Y, como ya es normal en estas historias de fama y fortuna, su divismo se estaba haciendo insoportable en la orquesta de Puente. Cuentan que llegaba a deshoras, con la sangre atestada de drogas, grababa como le daba la gana y todos tenían que amoldarse a sus caprichos. Para colmo de colmos, ganaba más dinero que el propio director del grupo musical. El desenlace era el esperado: la expulsión de la díscola. Lo que siguió a esto no se sabe si podía ser tan esperado: La Lupe grabó el tema Oriente con unas líneas que no tenían desperdicio por los obuses que les lanzó a Puente y a Celia Cruz: “Y yo que le daba todo a mi jefe Tito Puente / Se me fue con la del frente, y solita me dejó/ Ay, ay, ay, Tito Puente me botó, me botó”.

Después de estos excesos es normal que la desgracia asome. Pero lo cierto es que La Lupe, aunque estaba cayendo, tardaría lo suyo para el platanazo. Por eso en esa parábola descendente hubo cientos de episodios memorables. Sus trabajos como solista no decepcionaron. Tite Curet Alonso la protegió al darle canciones como La tirana, Fíjense, Avanza y vete de aquí, Carnaval o Puro teatro. Y eso sin contar con sus versiones de éxitos de Los Beatles, Doors, Sam Cooke o Janis Joplin, muchos de estos aparecidos en el álbum The Queen does her own thing.

◆ Tu objetivo
En el fragmento sobre La Lupe, ¿qué compositor la protegió dándole canciones como La tirana y Puro teatro? Usa únicamente el fragmento como fuente.

◆ Extracto de datos
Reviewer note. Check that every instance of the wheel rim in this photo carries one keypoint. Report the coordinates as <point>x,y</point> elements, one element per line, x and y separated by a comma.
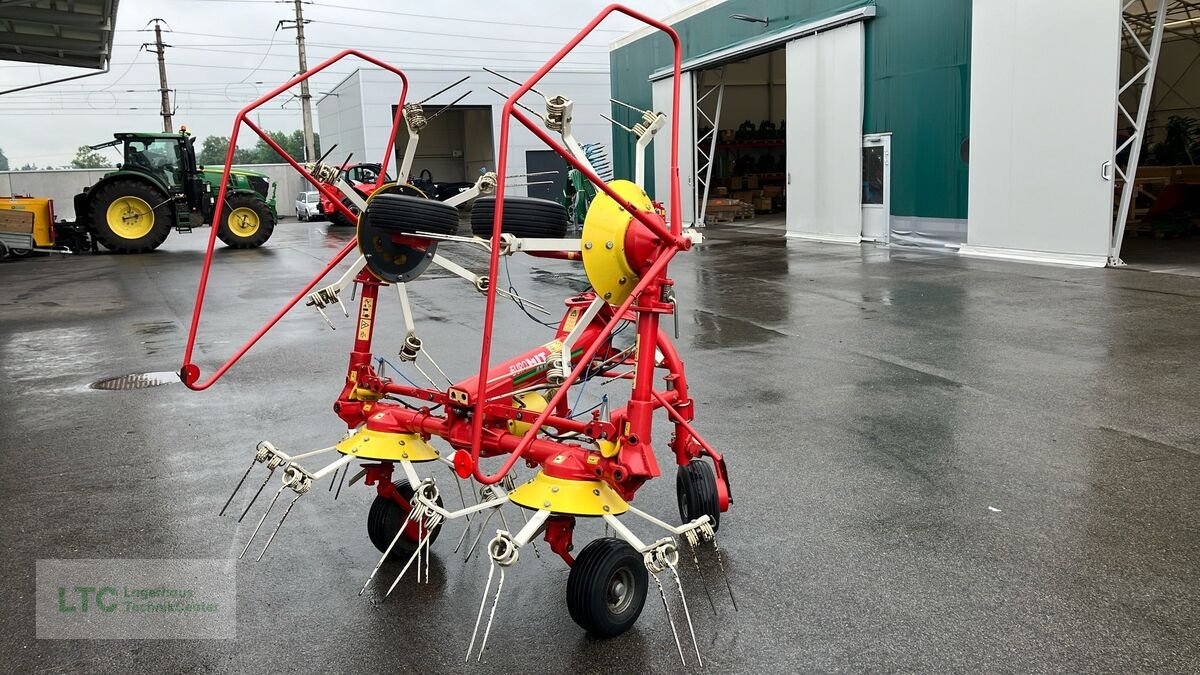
<point>130,217</point>
<point>244,221</point>
<point>619,591</point>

◆ La respuesta
Tite Curet Alonso.